Aufgabe A — Schreibe aus den Datensätzen die Zeilen von der Zeile mit „Place one point per instance of the sky.“ bis einschließlich der Zeile mit „(1410, 540)“ unverändert ab.

#### Angezeigter Text

# Ajax in MyFaces?



## JasonV (16. Apr 2009)

Moin,

so, mein Projekt neigt sich dem Ende zu und ich habe hier noch einen Teil offen.

Ich habe ein Formular mit einer TextArea und einem Textfeld (disabled). Während der Eingabe von Text in die TextArea sollen hier nun die Zeichen überprüft und ggf. ersetzt (nach einem bestimmten Muster) werden und anschließend die Anzahl der Zeichen ausgegeben werden (in dem Textfeld) - immer abhängig vom aktuellen Wert der TextArea.

Da hier ein Validator und ein Submit zwar generell funktionieren würden, wäre dies eine Idee. Allerdings ist dies nicht wirklich eine brauchbare Lösung für mich (bei diesem Projekt zumindest).

Also habe ich mich umgesehen und Ajax4JSF gefunden, welches aber nun mehr unter JBoss "RichFaces" integriert worden ist. Gibt es hier Alternativen? Oder "reines" Ajax verwenden? Dann könnte ich den request aber doch nicht an eine Bean stellen, oder?

Prinzipiell benötige ich also genau das, was Ajax4JSF gemacht hat: beim Ändern eines Feldes eine Methode aufrufen und Feld aktualisieren, ggf. anderes Feld reRendern.


Ich hoffe auf Hilfe ;-)

Danke und Gruß


----------



## maki (16. Apr 2009)

Wieso solltest du a4j nicht mehr verwenden können?


----------



## JasonV (16. Apr 2009)

maki hat gesagt.:


> Wieso solltest du a4j nicht mehr verwenden können?


Also, ich sehe das auf der Seite von JBoss nur noch im Bundle mit RichFaces. Und da mittlerweile auch in der RichFaces-Implementierung. Es gibt keine eigene LIB mehr für A4J, und RichFaces einsetzen geht leider nicht.


----------



## maki (16. Apr 2009)

Achso, vor einem Jahr, als ich a4j benutzt habe, war das noch anders...

Der link von der "alten" a4j Projektwebseite auf die neue JBoss Seite führt zu einem 404 Fehler...

########
#### Die Eingabe

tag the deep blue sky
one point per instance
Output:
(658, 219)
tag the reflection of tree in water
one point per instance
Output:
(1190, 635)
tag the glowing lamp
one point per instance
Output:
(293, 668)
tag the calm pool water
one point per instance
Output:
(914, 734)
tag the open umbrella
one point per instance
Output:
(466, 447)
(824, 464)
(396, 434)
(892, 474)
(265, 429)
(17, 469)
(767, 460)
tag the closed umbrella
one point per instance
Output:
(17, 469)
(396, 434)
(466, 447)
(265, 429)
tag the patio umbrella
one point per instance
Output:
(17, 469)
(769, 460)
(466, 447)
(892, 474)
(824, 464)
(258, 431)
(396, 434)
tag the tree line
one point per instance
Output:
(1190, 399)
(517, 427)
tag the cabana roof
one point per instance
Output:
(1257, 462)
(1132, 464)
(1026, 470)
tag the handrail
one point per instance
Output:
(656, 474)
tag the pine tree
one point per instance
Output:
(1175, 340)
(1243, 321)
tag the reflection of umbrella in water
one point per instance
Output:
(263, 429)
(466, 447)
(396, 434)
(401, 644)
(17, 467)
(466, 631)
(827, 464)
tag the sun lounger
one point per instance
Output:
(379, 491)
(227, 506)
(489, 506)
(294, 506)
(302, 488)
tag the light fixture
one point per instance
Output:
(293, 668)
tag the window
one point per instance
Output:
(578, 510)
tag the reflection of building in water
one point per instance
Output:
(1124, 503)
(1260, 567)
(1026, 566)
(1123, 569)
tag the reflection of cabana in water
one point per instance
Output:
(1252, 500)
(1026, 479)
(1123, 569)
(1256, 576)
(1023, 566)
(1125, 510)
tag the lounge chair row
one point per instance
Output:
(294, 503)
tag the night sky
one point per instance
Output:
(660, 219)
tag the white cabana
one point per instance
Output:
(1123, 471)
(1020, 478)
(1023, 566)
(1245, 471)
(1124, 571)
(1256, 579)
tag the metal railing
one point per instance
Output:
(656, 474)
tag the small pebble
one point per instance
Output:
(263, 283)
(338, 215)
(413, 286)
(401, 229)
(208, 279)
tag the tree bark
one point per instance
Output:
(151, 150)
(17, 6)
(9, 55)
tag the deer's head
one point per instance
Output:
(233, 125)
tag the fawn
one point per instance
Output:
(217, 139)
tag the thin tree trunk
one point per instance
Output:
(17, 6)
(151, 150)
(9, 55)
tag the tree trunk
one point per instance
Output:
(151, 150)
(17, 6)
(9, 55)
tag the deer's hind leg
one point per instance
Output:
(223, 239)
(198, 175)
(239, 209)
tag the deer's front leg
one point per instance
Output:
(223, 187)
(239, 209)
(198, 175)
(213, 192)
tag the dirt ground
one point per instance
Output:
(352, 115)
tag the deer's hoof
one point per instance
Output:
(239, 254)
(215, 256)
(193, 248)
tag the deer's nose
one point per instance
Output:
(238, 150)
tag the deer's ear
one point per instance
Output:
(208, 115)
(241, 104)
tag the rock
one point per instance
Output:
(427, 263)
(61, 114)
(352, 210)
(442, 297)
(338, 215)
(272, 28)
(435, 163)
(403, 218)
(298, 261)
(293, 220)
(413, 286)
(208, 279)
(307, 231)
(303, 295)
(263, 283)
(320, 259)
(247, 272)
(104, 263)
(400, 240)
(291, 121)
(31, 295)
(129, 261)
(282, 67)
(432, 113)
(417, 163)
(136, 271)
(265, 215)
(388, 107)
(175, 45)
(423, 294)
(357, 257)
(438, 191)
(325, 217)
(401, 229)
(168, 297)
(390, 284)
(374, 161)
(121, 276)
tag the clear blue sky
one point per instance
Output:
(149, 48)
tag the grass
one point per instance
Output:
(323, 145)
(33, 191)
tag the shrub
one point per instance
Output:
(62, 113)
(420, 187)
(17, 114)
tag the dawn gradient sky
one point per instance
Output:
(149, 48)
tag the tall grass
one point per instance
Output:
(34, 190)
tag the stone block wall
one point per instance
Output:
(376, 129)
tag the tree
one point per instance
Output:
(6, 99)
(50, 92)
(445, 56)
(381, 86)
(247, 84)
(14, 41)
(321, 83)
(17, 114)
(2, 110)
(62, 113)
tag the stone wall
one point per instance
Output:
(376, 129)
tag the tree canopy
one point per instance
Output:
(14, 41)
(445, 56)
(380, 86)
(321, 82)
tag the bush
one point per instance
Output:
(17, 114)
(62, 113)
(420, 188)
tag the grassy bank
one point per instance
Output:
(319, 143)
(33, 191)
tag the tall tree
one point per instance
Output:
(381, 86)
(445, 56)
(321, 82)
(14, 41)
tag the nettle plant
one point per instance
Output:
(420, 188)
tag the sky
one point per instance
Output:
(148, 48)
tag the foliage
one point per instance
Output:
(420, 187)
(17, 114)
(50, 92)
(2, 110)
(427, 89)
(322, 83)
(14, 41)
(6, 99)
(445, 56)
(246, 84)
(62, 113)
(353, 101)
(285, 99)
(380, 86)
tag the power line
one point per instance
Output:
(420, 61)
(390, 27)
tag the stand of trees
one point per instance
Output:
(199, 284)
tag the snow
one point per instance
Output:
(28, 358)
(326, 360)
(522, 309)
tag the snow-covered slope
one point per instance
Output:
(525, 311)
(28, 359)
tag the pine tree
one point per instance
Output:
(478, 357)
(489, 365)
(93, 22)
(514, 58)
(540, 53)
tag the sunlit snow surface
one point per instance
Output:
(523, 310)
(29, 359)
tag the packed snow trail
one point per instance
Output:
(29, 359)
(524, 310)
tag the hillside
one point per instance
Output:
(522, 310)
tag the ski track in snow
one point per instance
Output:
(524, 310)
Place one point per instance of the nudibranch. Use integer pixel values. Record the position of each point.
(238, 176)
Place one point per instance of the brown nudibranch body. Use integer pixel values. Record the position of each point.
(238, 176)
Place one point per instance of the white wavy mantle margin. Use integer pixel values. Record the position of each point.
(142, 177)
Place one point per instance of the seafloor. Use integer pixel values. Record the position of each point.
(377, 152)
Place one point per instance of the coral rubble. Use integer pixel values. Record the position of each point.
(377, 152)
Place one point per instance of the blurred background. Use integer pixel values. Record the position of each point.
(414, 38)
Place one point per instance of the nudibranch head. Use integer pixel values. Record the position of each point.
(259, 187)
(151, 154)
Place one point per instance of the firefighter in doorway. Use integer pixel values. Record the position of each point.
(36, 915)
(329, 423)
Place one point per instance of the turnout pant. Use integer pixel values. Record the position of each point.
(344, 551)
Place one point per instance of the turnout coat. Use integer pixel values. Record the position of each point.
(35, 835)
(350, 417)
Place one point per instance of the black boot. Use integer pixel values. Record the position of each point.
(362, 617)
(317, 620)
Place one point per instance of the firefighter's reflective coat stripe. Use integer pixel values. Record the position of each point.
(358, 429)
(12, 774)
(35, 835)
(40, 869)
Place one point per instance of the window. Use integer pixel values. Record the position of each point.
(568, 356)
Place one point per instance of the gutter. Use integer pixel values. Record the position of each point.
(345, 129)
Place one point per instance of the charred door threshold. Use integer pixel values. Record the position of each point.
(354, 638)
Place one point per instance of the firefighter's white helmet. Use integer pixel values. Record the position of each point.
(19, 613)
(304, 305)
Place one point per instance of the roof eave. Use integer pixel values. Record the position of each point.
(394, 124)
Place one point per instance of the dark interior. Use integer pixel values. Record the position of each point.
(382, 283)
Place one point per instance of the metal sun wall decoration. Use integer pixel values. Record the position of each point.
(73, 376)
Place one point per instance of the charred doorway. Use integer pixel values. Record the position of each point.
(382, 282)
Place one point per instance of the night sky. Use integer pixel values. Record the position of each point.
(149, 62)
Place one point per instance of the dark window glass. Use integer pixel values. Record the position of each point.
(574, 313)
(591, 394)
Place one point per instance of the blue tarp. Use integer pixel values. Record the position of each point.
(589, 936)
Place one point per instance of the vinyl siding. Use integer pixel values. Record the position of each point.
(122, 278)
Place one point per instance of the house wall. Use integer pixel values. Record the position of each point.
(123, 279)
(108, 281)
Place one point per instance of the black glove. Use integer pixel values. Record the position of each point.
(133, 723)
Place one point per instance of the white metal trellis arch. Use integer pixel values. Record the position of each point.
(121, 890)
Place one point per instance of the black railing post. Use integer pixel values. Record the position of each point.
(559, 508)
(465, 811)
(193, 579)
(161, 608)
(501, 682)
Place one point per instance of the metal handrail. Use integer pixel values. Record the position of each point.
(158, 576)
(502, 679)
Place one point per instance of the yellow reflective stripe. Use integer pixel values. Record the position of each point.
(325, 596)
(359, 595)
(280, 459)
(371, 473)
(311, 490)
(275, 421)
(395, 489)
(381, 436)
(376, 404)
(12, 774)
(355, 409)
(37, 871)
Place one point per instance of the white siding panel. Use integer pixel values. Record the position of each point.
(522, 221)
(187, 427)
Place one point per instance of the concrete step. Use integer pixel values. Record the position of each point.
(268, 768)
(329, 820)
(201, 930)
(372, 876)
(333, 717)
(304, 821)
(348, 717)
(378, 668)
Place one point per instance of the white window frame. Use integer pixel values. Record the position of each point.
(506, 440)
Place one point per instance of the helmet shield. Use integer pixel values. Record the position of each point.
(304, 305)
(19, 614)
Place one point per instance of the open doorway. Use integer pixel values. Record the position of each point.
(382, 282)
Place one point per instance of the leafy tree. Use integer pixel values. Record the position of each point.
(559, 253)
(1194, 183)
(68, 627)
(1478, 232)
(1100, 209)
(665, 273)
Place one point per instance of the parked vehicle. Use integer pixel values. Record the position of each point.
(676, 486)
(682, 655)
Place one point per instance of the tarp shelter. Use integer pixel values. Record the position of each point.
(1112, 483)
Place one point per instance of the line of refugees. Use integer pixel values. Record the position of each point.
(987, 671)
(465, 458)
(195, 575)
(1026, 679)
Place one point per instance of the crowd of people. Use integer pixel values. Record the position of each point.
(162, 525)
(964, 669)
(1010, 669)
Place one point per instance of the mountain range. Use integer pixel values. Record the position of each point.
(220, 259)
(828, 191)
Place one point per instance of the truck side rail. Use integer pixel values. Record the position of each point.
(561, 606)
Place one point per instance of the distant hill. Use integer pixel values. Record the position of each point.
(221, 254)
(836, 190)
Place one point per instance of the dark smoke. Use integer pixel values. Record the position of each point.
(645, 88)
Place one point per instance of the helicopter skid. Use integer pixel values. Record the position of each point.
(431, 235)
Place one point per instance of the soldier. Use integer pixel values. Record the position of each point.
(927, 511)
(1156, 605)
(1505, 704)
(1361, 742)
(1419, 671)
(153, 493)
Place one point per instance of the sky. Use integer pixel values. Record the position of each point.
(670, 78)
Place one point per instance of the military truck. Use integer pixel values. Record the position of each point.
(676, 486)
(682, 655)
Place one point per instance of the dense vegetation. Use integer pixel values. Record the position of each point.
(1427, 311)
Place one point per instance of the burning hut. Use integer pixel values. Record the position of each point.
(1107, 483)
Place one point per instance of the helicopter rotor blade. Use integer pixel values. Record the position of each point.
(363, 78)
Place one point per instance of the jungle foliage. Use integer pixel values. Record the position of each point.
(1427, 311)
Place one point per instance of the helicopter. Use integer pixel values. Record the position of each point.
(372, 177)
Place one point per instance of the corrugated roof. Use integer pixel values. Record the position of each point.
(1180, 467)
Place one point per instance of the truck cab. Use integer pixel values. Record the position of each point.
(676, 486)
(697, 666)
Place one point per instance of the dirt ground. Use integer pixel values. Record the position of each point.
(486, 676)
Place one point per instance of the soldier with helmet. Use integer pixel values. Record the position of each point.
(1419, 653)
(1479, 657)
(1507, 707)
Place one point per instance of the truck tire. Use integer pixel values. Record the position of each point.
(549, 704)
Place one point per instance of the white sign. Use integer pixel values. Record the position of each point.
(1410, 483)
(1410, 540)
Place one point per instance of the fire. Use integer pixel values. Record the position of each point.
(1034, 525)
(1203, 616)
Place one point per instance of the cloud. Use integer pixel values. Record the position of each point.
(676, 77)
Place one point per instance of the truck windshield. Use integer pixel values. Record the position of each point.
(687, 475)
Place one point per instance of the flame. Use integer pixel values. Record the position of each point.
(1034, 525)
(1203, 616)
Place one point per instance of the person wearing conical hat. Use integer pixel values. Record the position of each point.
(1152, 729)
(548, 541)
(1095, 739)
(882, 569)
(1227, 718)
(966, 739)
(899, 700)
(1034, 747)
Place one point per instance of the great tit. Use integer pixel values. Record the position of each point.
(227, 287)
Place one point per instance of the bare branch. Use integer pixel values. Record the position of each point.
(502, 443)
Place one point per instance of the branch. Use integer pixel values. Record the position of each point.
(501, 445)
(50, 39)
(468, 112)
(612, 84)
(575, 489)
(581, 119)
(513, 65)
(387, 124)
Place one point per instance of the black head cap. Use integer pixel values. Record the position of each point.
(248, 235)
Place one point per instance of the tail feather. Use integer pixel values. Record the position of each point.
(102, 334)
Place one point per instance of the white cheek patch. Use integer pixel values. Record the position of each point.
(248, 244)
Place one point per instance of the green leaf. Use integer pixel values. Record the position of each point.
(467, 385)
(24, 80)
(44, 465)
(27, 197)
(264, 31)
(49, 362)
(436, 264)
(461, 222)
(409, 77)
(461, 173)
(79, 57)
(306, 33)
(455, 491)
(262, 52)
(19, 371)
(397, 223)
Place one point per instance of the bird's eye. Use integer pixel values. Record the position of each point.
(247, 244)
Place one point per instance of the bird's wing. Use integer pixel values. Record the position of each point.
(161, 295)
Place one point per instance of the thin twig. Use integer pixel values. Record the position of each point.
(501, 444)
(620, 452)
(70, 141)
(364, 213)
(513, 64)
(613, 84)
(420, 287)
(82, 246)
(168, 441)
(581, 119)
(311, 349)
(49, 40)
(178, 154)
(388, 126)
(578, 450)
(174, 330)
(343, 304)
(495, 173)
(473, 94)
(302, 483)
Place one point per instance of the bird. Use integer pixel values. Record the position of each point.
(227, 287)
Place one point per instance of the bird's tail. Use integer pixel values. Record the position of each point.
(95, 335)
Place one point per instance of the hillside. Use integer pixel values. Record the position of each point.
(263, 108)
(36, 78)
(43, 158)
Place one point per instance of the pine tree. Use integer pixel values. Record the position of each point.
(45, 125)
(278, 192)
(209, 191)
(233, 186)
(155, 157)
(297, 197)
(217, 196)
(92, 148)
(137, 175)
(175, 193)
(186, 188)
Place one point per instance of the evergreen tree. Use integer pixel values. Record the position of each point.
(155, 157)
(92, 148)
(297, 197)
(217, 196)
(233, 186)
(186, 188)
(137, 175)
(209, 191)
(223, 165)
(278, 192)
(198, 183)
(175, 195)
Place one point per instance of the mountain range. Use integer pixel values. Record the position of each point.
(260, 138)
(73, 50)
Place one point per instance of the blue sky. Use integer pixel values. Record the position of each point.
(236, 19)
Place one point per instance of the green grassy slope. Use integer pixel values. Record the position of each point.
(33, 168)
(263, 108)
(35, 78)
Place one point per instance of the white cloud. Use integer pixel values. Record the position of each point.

########

Aufgabe B — Fasse den Absatz im Forumsthread, der mit „Ich habe ein Formular“ beginnt, als kurze Stichpunktliste zusammen.

Vollständige Antwort A —
Place one point per instance of the sky. Use integer pixel values. Record the position of each point.
(670, 78)
Place one point per instance of the military truck. Use integer pixel values. Record the position of each point.
(676, 486)
(682, 655)
Place one point per instance of the dense vegetation. Use integer pixel values. Record the position of each point.
(1427, 311)
Place one point per instance of the burning hut. Use integer pixel values. Record the position of each point.
(1107, 483)
Place one point per instance of the helicopter rotor blade. Use integer pixel values. Record the position of each point.
(363, 78)
Place one point per instance of the jungle foliage. Use integer pixel values. Record the position of each point.
(1427, 311)
Place one point per instance of the helicopter. Use integer pixel values. Record the position of each point.
(372, 177)
Place one point per instance of the corrugated roof. Use integer pixel values. Record the position of each point.
(1180, 467)
Place one point per instance of the truck cab. Use integer pixel values. Record the position of each point.
(676, 486)
(697, 666)
Place one point per instance of the dirt ground. Use integer pixel values. Record the position of each point.
(486, 676)
Place one point per instance of the soldier with helmet. Use integer pixel values. Record the position of each point.
(1419, 653)
(1479, 657)
(1507, 707)
Place one point per instance of the truck tire. Use integer pixel values. Record the position of each point.
(549, 704)
Place one point per instance of the white sign. Use integer pixel values. Record the position of each point.
(1410, 483)
(1410, 540)

Vollständige Antwort B —
- Formular mit einer TextArea und einem deaktivierten Textfeld
- Während der Eingabe in die TextArea sollen die Zeichen geprüft und bei Bedarf nach einem bestimmten Muster ersetzt werden.
- Anschließend soll die Anzahl der Zeichen im Textfeld ausgegeben werden.
- Maßgeblich ist dabei immer der aktuelle Wert der TextArea.